研究班は2004年夏から約9年間かけ、
再発したがんに対する標準的な治療法の開発に取り組む。
調査には大学病院や、がん専門病院など全国36施設が参加。
早期がんと診断され、1998年1月から2002年6月にかけて
前立腺の摘出手術を受けた1,360人 (47〜83歳)の経過を追った。
このがんのマーカー(指標)とされるPSA(前立腺特異抗原)が一定の値を超え、
がん細胞の増殖を示す「生化学的再発」と診断された人が18.7%(254人)いた。
再発までの期間は、1年以内の例が多く、4年以上たった例もあった。
手術でがんを含む前立腺を取っても、
周囲の組織に目に見えない微小ながんが残るなどして再発するとみられる。
PSA値が上昇しても、画像診断などでがんの再発や転移が確認されるまでは8年ほどかかるという。
前立腺がんの多くは進行が遅く、再発してもすぐに命にかかわることはない。
一方で、手術後の継続した検査の重要性が浮き彫りになった。
手術後に再発があった場合は主に、
ホルモン療法をする例と、
まず放射線治療をしてからホルモン療法を試みる例とに分かれる。
研究班は今後、どんなタイプの人にどんな治療法をするのが適しているのか調べる。
前立腺がんは高齢化などに伴って急増し、
一昨年は約8,000人が死亡した。
内藤教授は「患者の年齢が高い場合などは手術をしないこともある。
個人ごとの再発のリスクを事前に調べられるようにし、
患者が治療法を選ぶ材料として役立てたい」と話している。

* **提供された記録**:

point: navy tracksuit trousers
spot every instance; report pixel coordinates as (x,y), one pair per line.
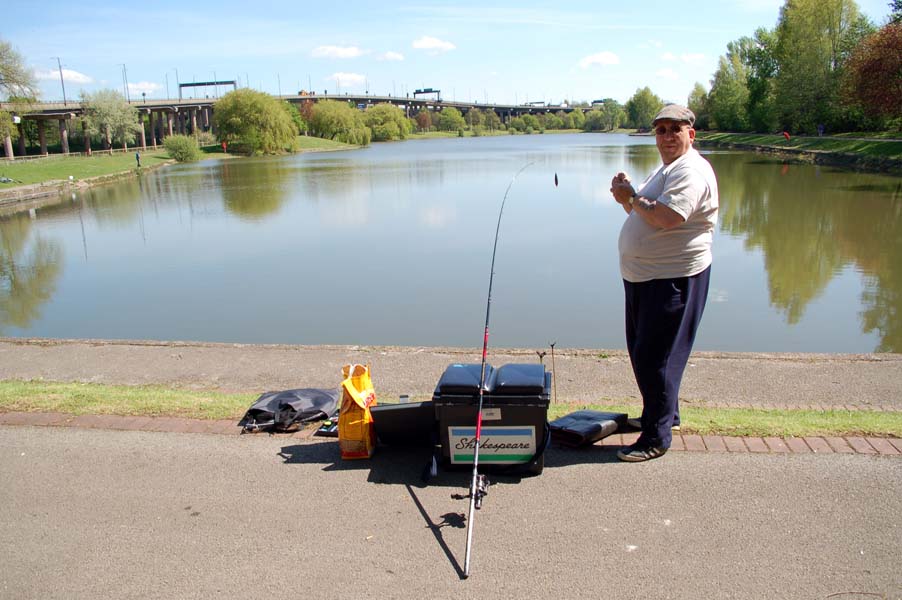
(662,317)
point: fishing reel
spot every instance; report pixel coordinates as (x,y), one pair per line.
(481,484)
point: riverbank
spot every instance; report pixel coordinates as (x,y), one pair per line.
(45,178)
(863,154)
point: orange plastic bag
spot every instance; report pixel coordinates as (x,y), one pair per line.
(356,435)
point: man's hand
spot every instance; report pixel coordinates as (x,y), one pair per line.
(622,190)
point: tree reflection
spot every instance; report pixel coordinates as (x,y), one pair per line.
(809,232)
(28,273)
(254,188)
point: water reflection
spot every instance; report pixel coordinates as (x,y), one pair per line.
(255,188)
(29,268)
(390,245)
(811,223)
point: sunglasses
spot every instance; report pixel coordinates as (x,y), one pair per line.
(663,130)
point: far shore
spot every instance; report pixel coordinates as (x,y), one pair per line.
(869,155)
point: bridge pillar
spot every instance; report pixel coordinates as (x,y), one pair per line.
(153,132)
(142,133)
(42,137)
(86,135)
(22,139)
(64,136)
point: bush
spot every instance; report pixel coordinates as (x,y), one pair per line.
(182,148)
(206,138)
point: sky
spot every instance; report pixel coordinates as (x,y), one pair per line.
(489,52)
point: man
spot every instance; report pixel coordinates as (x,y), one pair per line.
(665,262)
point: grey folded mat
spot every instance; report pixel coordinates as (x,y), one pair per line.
(585,427)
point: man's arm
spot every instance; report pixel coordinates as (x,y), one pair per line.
(654,213)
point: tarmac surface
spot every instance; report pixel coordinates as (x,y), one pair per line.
(90,511)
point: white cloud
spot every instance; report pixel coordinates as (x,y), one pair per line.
(601,58)
(346,80)
(667,74)
(68,75)
(337,52)
(433,45)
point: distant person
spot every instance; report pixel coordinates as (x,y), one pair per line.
(665,262)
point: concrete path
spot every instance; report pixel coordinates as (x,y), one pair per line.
(110,514)
(868,381)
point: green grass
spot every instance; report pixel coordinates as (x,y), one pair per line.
(96,399)
(766,422)
(888,148)
(39,170)
(307,143)
(89,398)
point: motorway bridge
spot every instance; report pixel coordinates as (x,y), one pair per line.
(169,116)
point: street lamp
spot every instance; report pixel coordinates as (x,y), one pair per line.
(125,82)
(62,83)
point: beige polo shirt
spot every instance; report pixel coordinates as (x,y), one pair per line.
(689,187)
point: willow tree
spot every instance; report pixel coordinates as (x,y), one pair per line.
(814,38)
(255,122)
(107,114)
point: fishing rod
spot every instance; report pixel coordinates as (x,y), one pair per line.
(479,484)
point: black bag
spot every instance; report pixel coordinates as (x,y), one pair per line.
(286,411)
(585,427)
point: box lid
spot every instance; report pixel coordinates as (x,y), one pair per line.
(461,379)
(518,380)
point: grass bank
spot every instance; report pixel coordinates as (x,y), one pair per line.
(83,398)
(99,164)
(854,152)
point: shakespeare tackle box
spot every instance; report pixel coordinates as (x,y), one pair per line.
(514,416)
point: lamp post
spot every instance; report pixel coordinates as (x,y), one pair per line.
(125,82)
(62,83)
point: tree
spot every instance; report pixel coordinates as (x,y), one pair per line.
(109,115)
(492,120)
(296,117)
(812,40)
(255,121)
(473,118)
(387,122)
(874,73)
(594,121)
(698,104)
(450,119)
(531,123)
(760,59)
(339,121)
(424,120)
(553,121)
(15,78)
(728,99)
(577,119)
(612,114)
(642,108)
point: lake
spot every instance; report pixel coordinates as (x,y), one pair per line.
(392,244)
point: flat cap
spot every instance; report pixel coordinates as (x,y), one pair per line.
(675,112)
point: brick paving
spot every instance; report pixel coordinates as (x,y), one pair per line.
(681,442)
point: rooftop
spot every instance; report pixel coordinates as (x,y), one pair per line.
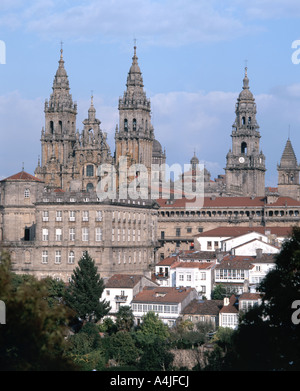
(162,295)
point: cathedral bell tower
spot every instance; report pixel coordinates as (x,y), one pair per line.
(245,168)
(288,173)
(58,137)
(134,136)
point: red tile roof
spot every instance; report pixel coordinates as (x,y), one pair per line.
(219,202)
(162,295)
(206,307)
(123,281)
(194,265)
(250,296)
(237,231)
(231,308)
(22,176)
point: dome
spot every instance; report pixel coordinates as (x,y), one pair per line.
(156,149)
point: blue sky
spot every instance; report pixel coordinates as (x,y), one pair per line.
(192,55)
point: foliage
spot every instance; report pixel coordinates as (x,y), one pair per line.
(124,318)
(108,326)
(156,356)
(121,348)
(266,338)
(33,337)
(152,325)
(219,292)
(85,290)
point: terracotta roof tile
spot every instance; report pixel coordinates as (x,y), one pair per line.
(22,176)
(123,281)
(238,231)
(205,307)
(162,295)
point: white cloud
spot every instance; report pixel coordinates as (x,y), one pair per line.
(167,22)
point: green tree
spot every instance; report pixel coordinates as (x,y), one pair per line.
(152,325)
(219,292)
(85,290)
(156,356)
(121,347)
(267,338)
(124,318)
(33,338)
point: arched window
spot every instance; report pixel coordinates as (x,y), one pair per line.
(244,147)
(71,258)
(89,170)
(26,193)
(89,187)
(51,127)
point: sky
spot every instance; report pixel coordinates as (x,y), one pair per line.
(192,54)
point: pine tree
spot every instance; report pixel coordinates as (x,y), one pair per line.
(85,290)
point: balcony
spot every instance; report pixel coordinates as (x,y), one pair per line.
(121,298)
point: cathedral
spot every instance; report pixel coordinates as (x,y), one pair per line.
(47,220)
(70,159)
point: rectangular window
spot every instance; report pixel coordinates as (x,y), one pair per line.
(90,170)
(57,256)
(99,215)
(85,234)
(85,215)
(45,256)
(71,258)
(58,234)
(98,234)
(45,235)
(72,234)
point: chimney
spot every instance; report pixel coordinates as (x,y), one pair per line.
(226,301)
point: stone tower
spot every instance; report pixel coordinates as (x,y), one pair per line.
(245,168)
(59,135)
(135,135)
(90,150)
(288,173)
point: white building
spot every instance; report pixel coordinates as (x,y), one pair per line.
(167,302)
(121,288)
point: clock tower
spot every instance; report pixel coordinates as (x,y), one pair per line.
(245,167)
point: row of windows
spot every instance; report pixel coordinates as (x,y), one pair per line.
(230,274)
(85,233)
(120,235)
(225,213)
(189,276)
(163,309)
(72,215)
(229,320)
(58,257)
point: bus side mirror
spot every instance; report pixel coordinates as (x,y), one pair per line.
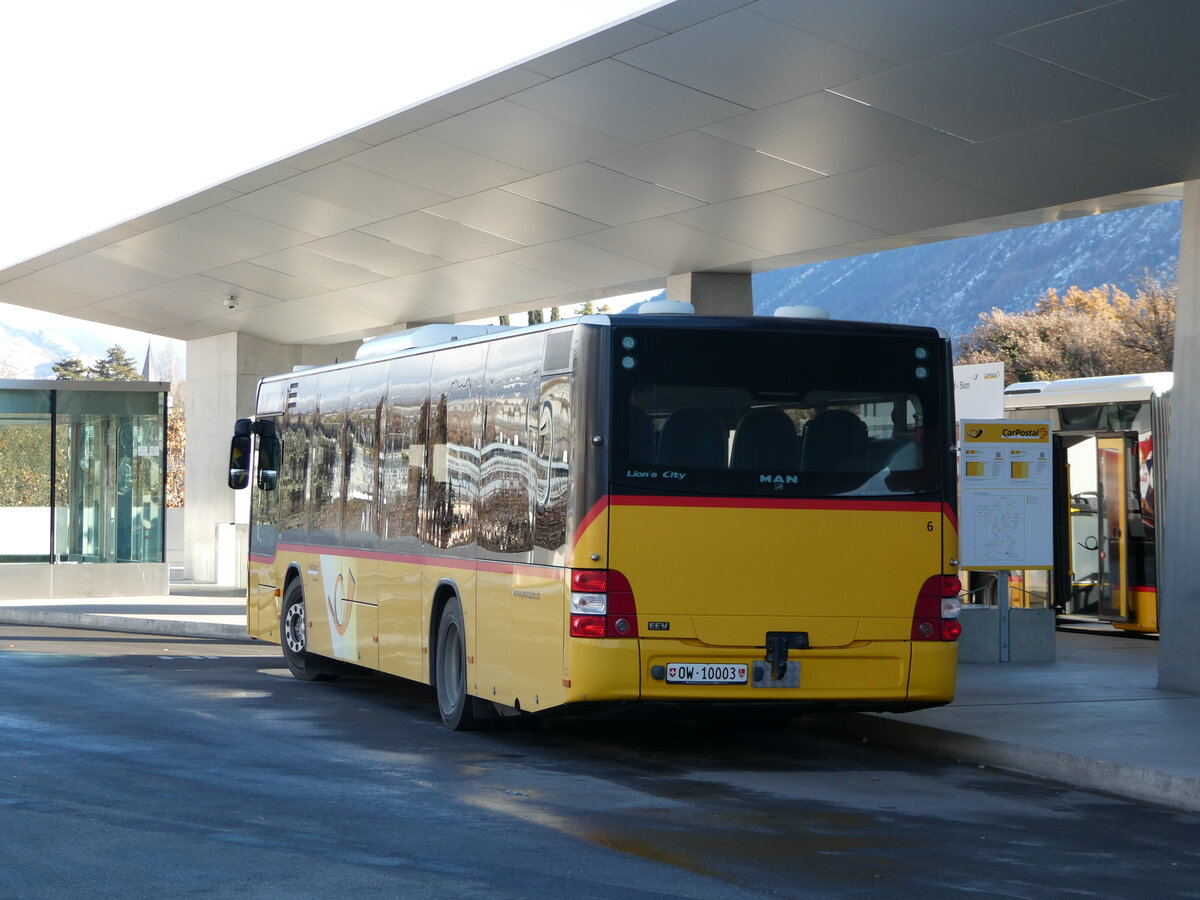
(270,450)
(239,455)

* **課題一覧**:
- A) 前立腺がんの再発についての本文から、「前立腺がんの多くは進行が遅く、再発してもすぐに命にかかわることはない。」で始まり「内藤教授は「患者の年齢が高い場合などは手術をしないこともある。」で終わる部分を一字一句そのまま書き写しなさい。
- B) 前立腺がんの再発についての本文によると、「生化学的再発」と診断された人は何人で、その割合は何%か答えなさい。

* **解答欄**:
- A)
前立腺がんの多くは進行が遅く、再発してもすぐに命にかかわることはない。
一方で、手術後の継続した検査の重要性が浮き彫りになった。
手術後に再発があった場合は主に、
ホルモン療法をする例と、
まず放射線治療をしてからホルモン療法を試みる例とに分かれる。
研究班は今後、どんなタイプの人にどんな治療法をするのが適しているのか調べる。
前立腺がんは高齢化などに伴って急増し、
一昨年は約8,000人が死亡した。
内藤教授は「患者の年齢が高い場合などは手術をしないこともある。

- B) 254人で、18.7%です。